Deskripsi Latihan: Lanjutkan teks tentang makna bashiroh dalam berdakwah, dimulai setelah kalimat terakhir yang ditampilkan.

Al-Qur’an itu bukan hiburan dan bukan untuk kesenangan di waktu-waktu senggang. Akan tetapi al-Qur’an adalah manhaj (petunjuk jalan) bagi para da’i yang menempuh jalan dien ini sampai hari kiamat, mengikuti jejak langkah penghulu para rasul dan pemimpin semua umat manusia, Muhammad [saw].
“Katakanlah (Wahai Muhammad), inilah jalanku, aku dan orang-orang yang mengikutiku menyeru kepada Alloh di atas bashiroh, dan maha suci Alloh, aku bukanlah termasuk golongan musyrikin”. (QS. Yusuf : 108)
Orang yang mengikuti beliau , wajib berda’wah mengajak kepada Alloh [swt] di atas bashiroh, tidak di atas kejahilan.
Ibnu Katsir [rahimahu] mendefinisikan “bashiroh” sebagai :
“Sebuah hujjah, keyakinan, dalil yang sesuai dengan akal dan syariat.” (Tafsir Ibnu Katsir).
Menurut Imam As Syaukani [rahimahu], “bashiroh” adalah :
“Pengetahuan yang mampu memisahkan yang hak dari yang bathil, yang benar dari yang salah dan begitulah seterusnya.” (Fathul Qadir)
Sayid Quthb [rahimahu] menyebut “bashiroh” sebagai hidayah dan cahaya Alloh yang sangat dikenali para da’i. Mereka berjalan di atasnya dengan penuh kesadaran, pengetahun dan pengenalan. (Fi Zhilalil Qur’an)

Item:
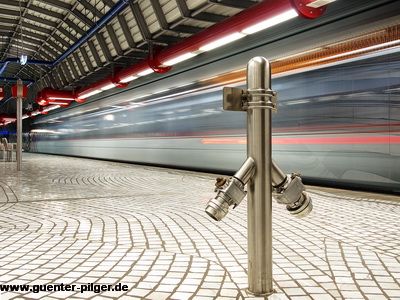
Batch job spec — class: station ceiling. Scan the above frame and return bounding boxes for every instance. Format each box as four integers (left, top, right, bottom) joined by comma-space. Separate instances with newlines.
0, 0, 261, 90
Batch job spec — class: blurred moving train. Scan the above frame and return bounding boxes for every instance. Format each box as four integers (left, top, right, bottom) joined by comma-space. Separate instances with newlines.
29, 2, 400, 192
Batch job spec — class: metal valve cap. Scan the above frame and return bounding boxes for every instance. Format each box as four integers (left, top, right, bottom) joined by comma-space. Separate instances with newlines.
286, 192, 313, 219
206, 196, 229, 221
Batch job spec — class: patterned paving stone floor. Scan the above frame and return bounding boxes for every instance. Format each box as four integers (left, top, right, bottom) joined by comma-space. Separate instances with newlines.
0, 153, 400, 300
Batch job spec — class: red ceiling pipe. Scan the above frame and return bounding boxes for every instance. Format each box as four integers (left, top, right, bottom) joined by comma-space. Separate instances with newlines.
115, 0, 326, 81
33, 0, 326, 110
0, 114, 17, 122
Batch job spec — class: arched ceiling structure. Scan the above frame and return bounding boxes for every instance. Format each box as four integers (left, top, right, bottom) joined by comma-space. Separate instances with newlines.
0, 0, 261, 91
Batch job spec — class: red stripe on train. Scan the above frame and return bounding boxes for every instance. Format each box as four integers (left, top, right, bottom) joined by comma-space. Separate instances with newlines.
201, 136, 400, 145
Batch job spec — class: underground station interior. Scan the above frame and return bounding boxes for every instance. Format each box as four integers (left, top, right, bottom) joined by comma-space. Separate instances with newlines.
0, 0, 400, 300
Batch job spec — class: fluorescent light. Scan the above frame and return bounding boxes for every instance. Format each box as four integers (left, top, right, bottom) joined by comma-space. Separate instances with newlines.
200, 32, 246, 51
79, 90, 101, 99
49, 100, 72, 105
47, 97, 75, 101
47, 104, 61, 111
138, 69, 154, 76
242, 9, 298, 34
306, 0, 336, 8
100, 83, 115, 91
163, 52, 197, 66
120, 76, 138, 83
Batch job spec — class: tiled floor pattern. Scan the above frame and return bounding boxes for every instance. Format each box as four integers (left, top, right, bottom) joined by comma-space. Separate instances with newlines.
0, 154, 400, 300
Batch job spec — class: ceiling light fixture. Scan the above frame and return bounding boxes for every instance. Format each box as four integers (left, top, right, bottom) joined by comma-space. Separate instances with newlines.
242, 9, 298, 34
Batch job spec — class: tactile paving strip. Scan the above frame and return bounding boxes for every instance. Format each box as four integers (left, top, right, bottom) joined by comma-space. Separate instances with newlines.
0, 154, 400, 300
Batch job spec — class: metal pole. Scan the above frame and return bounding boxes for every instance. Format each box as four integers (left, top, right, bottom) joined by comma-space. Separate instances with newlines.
17, 97, 22, 171
247, 57, 274, 295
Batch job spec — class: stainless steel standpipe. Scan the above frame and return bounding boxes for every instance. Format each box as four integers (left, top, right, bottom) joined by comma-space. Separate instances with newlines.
17, 80, 23, 171
206, 57, 312, 296
245, 57, 275, 295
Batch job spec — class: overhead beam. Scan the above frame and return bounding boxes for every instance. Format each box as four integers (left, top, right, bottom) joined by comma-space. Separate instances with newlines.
129, 2, 151, 41
80, 49, 94, 72
96, 33, 112, 61
72, 51, 86, 76
79, 0, 104, 19
67, 56, 79, 81
88, 41, 103, 67
106, 25, 123, 56
117, 15, 136, 49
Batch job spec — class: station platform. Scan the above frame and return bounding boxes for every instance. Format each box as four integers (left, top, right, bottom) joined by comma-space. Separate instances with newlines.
0, 153, 400, 300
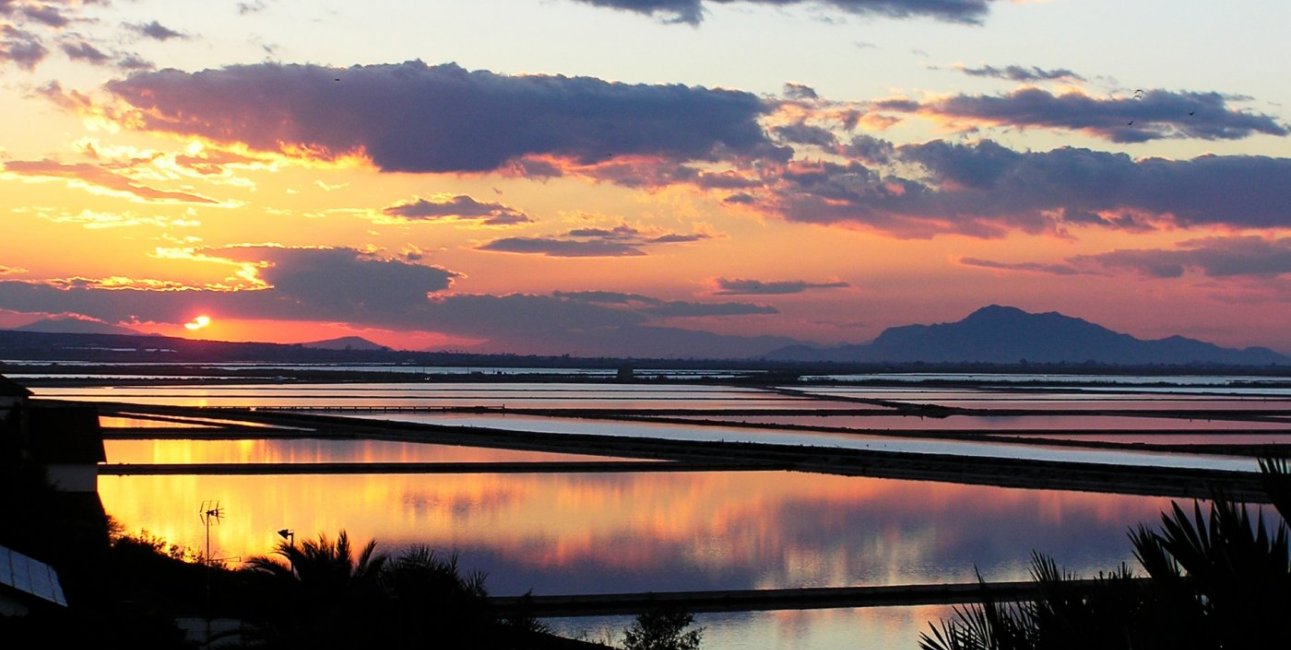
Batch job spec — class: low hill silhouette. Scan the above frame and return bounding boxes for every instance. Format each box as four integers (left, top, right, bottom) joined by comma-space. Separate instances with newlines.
767, 305, 1291, 366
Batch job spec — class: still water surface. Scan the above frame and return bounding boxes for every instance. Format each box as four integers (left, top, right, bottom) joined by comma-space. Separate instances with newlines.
99, 470, 1168, 650
55, 384, 1268, 650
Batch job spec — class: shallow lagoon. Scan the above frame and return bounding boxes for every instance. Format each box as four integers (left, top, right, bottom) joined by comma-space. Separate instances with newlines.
39, 384, 1286, 650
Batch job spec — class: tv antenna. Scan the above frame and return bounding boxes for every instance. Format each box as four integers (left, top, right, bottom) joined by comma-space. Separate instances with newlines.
198, 499, 225, 565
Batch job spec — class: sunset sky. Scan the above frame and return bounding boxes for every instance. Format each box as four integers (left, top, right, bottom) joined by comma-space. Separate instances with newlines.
0, 0, 1291, 357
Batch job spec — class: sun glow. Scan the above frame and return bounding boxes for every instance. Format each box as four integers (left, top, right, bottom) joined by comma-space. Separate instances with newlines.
183, 314, 210, 332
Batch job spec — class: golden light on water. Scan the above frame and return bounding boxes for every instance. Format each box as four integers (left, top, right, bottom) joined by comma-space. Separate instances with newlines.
99, 472, 1166, 593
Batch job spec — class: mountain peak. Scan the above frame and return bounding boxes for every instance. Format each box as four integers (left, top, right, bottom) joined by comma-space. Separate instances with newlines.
773, 305, 1291, 366
301, 336, 390, 351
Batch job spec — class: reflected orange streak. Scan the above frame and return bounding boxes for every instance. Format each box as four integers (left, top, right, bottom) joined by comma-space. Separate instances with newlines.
99, 473, 1166, 587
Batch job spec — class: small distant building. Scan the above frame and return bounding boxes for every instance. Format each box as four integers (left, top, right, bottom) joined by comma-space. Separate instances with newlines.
0, 375, 107, 495
0, 545, 67, 616
0, 375, 31, 421
0, 376, 107, 569
27, 401, 107, 496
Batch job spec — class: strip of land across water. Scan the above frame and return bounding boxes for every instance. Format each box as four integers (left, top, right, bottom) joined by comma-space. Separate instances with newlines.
98, 403, 1268, 503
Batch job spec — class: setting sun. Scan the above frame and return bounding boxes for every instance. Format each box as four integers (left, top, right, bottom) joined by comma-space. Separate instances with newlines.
183, 314, 210, 332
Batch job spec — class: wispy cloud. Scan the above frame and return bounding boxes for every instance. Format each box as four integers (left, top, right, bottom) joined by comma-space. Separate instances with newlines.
381, 194, 533, 226
747, 141, 1291, 238
714, 278, 851, 296
1072, 235, 1291, 278
955, 66, 1084, 83
3, 159, 217, 204
479, 225, 713, 257
0, 25, 49, 70
878, 88, 1291, 142
127, 21, 188, 41
573, 0, 991, 25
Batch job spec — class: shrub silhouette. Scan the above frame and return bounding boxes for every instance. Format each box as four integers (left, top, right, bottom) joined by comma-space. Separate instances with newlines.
919, 459, 1291, 650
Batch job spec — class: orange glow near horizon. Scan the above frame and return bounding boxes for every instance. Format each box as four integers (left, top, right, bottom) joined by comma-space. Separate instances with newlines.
183, 314, 210, 332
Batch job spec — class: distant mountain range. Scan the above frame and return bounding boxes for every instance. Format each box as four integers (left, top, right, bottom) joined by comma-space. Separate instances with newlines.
0, 305, 1291, 368
301, 336, 390, 351
766, 305, 1291, 366
14, 317, 139, 336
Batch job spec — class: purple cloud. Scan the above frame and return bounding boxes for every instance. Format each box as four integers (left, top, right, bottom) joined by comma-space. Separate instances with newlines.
759, 141, 1291, 236
958, 66, 1084, 83
898, 88, 1288, 142
1072, 235, 1291, 278
381, 194, 533, 226
574, 0, 991, 25
127, 21, 188, 41
106, 61, 772, 172
61, 40, 112, 66
714, 278, 851, 296
0, 25, 49, 70
959, 257, 1081, 275
479, 224, 713, 257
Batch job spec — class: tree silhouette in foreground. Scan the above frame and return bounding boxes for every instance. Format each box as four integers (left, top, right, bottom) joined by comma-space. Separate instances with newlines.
919, 459, 1291, 650
247, 531, 557, 650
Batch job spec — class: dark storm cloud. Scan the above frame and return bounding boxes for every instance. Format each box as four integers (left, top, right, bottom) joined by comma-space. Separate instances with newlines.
0, 247, 454, 327
0, 25, 49, 70
4, 160, 217, 203
958, 66, 1084, 83
107, 61, 771, 172
714, 278, 849, 296
127, 21, 188, 41
762, 141, 1291, 236
574, 0, 991, 25
381, 194, 533, 226
903, 88, 1288, 142
1072, 236, 1291, 278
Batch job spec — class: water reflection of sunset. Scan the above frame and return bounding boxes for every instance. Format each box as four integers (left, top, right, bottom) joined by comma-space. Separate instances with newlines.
103, 438, 635, 464
99, 473, 1166, 593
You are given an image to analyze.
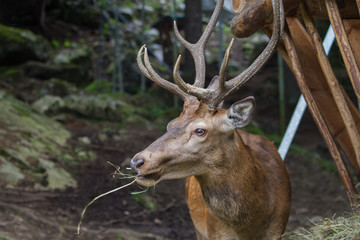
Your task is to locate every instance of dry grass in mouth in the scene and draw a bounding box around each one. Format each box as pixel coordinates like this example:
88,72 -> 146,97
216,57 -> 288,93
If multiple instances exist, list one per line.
76,162 -> 149,235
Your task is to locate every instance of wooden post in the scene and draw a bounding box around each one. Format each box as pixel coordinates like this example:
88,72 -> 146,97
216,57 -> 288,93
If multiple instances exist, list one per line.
325,0 -> 360,101
300,2 -> 360,171
264,17 -> 360,181
283,30 -> 360,207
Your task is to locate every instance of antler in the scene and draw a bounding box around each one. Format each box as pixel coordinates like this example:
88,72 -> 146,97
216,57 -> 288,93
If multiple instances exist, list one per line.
137,0 -> 284,108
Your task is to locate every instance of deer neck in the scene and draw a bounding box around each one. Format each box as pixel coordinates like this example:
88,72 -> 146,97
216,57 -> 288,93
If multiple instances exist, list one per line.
196,131 -> 263,226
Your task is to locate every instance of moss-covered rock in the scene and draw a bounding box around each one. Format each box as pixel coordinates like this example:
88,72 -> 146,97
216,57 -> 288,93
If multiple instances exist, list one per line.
33,95 -> 141,122
0,24 -> 50,65
0,91 -> 76,189
50,46 -> 93,86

Jawaban Latihan:
Bashiroh inilah ciri khas para du’at di jalan Alloh. Mereka harus memngumumkan bahwa mereka berbeda dengan orang-orang yang tidak sama aqidahnya dengan mereka. Mereka harus membedakan diri dan tidak bercampur aduk. Tidak cukup hanya menda’wahkan para pemeluk idiologi lain agar pindah memeluk Islam, sedang diri mereka masih tetap berbaur dan mencair dalam masyarakat jahiliyah. Da’wah tanpa identitas bashiroh tidak bermanfaat apa-apa dan tidak bernilai.
Makna bashiroh dalam surat Yusuf: 108 tadi mencakup bashiroh dalam tiga hal, yaitu:
Pertama, bashiroh dalam materi da’wah.
Maksudnya adalah ia harus berilmu terhadap hukum syar’i yang ia da’wahkan. Memahami hakikat tauhid dan syirik, iman dan kufur, sunnah dan bid’ah, hukum halal haram. Mengetahui fiqih prioritas dalam da’wah, mana yang paling urgen dan mendasar untuk diketahui umat dan mana yang masih bisa ditunda.
Wajib bagi setiap manusia untuk memiliki bashiroh dalam materi da’wah. Jangan menjadikan pendapat pribadi sebagai tolak ukur wala’ dan baro’, yakni apabila ia menjumpai seseorang yang berbeda pendapat dengannya, ia benci dan marah dengannya, padahal pendapatnya sendiri telah menyelisihi al-Kitab dan as-Sunnah. Namun, apabila pendapat seseorang sesuai dengan pendapatnya, ia pun mencintainya, atau mencintai ulama tertentu, dengan sebab ia berfatwa sesuai dengan yang mereka yakini sebagai kebenaran, dan membenci ulama lain, dengan sebab ia berfatwa dengan apa yang tidak mereka yakini sebagai kebenaran.
Kedua, bashiroh terhadap kondisi objek da’wah (mad’u).
Sebagaimana sabda Nabi [saw] ketika mengutus Mu’adz [ranhu] ke Yaman dalam rangka mengenalkan kondisi objek da’wah.
“Sesungguhnya engkau akan mendatangi suatu kaum dari kalangan Ahli Kitab” (HR. Bukhori dan Muslim).
Mungkinkah kita berda’wah kepada seseorang tanpa tahu kondisinya? Seberapa tingkat ilmunya? Tentu tidak. Sebab kondisi objek da’wah adalah hal yang mutlak harus diketahui sebelum kita menyampaikan materi da’wah atau memulai diskusi.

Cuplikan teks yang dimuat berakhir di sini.